■ What the exercise asks:
Gather each line of the listing below that contains the word "woman", and copy those lines out in full.

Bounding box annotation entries
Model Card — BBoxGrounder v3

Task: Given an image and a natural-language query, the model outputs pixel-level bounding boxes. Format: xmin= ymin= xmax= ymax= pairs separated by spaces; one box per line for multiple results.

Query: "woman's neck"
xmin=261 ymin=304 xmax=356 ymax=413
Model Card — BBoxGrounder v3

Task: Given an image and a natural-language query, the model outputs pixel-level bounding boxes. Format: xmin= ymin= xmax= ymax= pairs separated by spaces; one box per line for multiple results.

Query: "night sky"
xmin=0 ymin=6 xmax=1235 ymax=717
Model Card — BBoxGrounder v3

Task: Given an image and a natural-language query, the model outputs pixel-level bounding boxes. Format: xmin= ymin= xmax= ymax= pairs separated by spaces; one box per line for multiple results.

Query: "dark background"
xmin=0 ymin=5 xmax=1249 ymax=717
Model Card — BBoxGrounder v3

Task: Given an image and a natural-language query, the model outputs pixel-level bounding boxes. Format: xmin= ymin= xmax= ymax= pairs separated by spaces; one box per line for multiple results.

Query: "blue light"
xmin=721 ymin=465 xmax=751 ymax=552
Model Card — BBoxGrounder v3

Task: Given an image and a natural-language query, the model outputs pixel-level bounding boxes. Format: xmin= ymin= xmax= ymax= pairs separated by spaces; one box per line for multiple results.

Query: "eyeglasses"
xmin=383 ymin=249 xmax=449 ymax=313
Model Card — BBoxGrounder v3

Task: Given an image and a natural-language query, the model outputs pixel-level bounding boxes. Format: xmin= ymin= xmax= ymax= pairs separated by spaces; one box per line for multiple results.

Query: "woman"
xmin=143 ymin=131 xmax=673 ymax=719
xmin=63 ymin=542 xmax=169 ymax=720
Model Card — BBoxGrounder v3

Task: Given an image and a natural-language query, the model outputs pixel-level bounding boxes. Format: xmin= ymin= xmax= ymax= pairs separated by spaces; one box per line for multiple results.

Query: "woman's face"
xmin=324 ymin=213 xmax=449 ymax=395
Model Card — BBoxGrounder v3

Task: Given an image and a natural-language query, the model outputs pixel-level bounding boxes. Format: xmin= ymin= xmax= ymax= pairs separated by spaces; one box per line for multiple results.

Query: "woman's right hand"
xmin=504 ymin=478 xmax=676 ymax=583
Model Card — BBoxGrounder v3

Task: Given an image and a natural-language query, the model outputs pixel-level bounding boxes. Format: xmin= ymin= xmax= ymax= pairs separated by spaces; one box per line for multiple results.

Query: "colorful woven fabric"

■ Solution below:
Query: "woman's neck"
Query: "woman"
Query: "woman's face"
Query: "woman's right hand"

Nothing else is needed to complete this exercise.